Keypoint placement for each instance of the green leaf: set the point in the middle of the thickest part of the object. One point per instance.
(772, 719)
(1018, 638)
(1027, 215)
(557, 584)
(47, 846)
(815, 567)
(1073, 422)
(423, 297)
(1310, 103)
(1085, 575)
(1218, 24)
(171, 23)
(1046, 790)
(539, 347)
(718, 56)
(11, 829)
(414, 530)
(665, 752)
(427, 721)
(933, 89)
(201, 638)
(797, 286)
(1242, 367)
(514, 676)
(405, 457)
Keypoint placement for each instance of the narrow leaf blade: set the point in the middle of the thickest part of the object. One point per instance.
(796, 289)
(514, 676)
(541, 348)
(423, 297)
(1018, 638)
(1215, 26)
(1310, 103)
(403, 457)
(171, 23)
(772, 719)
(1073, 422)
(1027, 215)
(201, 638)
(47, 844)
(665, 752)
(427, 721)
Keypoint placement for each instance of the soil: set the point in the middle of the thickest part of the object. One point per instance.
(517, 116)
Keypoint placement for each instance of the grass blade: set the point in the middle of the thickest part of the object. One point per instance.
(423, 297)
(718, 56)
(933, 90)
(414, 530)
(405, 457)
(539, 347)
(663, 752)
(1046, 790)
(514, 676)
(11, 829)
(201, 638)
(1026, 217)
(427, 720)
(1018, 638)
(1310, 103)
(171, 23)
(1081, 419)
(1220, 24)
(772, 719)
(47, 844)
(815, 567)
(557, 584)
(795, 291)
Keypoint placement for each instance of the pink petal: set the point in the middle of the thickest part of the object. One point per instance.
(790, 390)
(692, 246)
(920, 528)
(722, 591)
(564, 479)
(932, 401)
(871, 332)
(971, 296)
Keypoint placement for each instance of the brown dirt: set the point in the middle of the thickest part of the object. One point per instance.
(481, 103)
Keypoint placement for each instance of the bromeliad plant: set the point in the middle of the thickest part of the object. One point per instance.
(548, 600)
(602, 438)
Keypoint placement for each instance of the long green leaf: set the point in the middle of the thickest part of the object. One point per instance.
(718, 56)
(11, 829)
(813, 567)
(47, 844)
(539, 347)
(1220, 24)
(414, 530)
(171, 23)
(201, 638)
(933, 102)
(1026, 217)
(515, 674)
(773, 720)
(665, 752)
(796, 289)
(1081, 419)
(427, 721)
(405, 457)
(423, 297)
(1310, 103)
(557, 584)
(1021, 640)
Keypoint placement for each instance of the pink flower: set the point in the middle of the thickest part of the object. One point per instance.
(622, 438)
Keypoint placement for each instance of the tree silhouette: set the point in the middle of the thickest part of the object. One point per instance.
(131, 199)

______

TASK PROMPT. All lines from the one containing "Keypoint placement for each instance of the grass" down to the final line above are to be restated word for word; leave out the rest.

SOLUTION FOR THIS TASK.
Keypoint placement for each instance of the grass blade: set the point in the middle of the thickest part of the object. One point per instance.
(423, 297)
(718, 56)
(933, 90)
(414, 530)
(405, 457)
(539, 347)
(663, 752)
(1046, 790)
(514, 676)
(11, 829)
(201, 638)
(1026, 217)
(427, 720)
(1018, 638)
(1310, 103)
(171, 23)
(1081, 419)
(1220, 24)
(772, 719)
(47, 844)
(815, 567)
(557, 584)
(795, 291)
Keypoint placement for each instance of the pink petal: set the point in the middle of the thickest part of the object. One point per instance.
(790, 390)
(692, 246)
(920, 528)
(722, 591)
(564, 479)
(932, 401)
(871, 332)
(971, 296)
Keypoint placement for each instance of the brown dirt: set the point in the middle of the thickest part of the object. One point per instance.
(481, 103)
Keypoint placement for each instance of the bromeliad plant: set the point in the middle of the thickest part of the object. One point per instance.
(548, 600)
(602, 438)
Keypoint placement for each instance of the long green leaf: set the point in the middle of the thickest part of the object. One point per instance.
(718, 56)
(11, 829)
(813, 567)
(47, 844)
(539, 347)
(1220, 24)
(414, 530)
(171, 23)
(201, 638)
(933, 102)
(1026, 217)
(515, 674)
(773, 720)
(665, 752)
(796, 289)
(1081, 419)
(427, 721)
(405, 457)
(423, 297)
(1310, 103)
(557, 584)
(1021, 640)
Keypoint placement for each instance of the pink flower: set the point in the middle of the thickest part of the object. One point per instance.
(622, 438)
Keypoint placement for each instance of the tree silhouette: set the point in the middle of the thickest part of the object. One point per instance.
(131, 199)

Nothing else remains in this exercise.